FDUC: Uma tradição jurídica ao serviço da ciência e da inovação
Com mais de sete séculos de história, a Faculdade de Direito da Universidade de Coimbra (FDUC) mantém viva a sua tradição académica e aponta como principais prioridades a internacionalização, a renovação do corpo docente e a integração da inteligência artificial. De acordo com o Diretor, Jónatas Machado, a instituição já conta com doze centros de investigação especializados, nos quais destaca o Instituto Jurídico (IJ-FDUC), que se dedica aos desafios sociais e tecnológicos, à formação de investigadores e ao reforço de parcerias internacionais. Em 2024, o Instituto reuniu 159 investigadores de 20 países e desenvolveu 23 projetos de pesquisa.
Perspetiva Atual: A Faculdade de Direito da Universidade de Coimbra tem construído um legado que atravessa gerações. Tendo em vista esta herança académica e institucional, quais são, atualmente, as principais prioridades definidas pela FDUC?

Jónatas Machado: Sem dúvida que os desafios da internacionalização, da digitalização e da adaptação às possibilidades da inteligência artificial constituem prioridades da FDUC. As coisas estão a evoluir muito depressa nestes domínios, criando grandes desafios académicos, científicos e funcionais. Igualmente importante é o rejuvenescimento dos nossos corpos docente e técnico.

########

INSTRUÇÃO 1 :: Segundo o texto sobre a FDUC, por que motivo a internacionalização, a digitalização e a adaptação à inteligência artificial são prioridades da faculdade? Explique em uma a três frases.
INSTRUÇÃO 2 ::
Responda às perguntas sobre o texto acerca da FDUC:
(a) Quantos centros de investigação especializados tem a instituição?
(b) Em 2024, quantos investigadores reuniu o Instituto Jurídico e de quantos países?
(c) Que outra prioridade o Diretor considera igualmente importante?
Baseie-se unicamente no texto para responder.

########

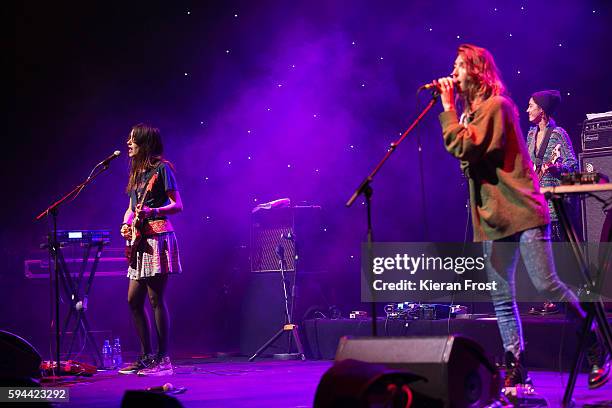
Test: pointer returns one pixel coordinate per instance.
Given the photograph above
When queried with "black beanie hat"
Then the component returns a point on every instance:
(547, 100)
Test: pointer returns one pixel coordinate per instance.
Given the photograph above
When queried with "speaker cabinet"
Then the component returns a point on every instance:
(458, 373)
(593, 215)
(298, 230)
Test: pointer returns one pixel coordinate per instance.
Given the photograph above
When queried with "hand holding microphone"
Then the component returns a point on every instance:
(446, 89)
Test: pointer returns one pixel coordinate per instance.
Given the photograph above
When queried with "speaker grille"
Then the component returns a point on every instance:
(593, 215)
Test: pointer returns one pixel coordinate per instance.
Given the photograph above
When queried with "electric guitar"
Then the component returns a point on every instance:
(136, 227)
(556, 155)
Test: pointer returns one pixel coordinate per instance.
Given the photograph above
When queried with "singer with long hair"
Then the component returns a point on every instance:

########

RESOLUÇÃO 1 :: Segundo Jónatas Machado, estas áreas são prioritárias porque as coisas estão a evoluir muito depressa nestes domínios. Essa rapidez cria grandes desafios académicos, científicos e funcionais para a faculdade.

RESOLUÇÃO 2 ::
(a) Doze centros de investigação especializados.
(b) 159 investigadores de 20 países.
(c) O rejuvenescimento dos corpos docente e técnico.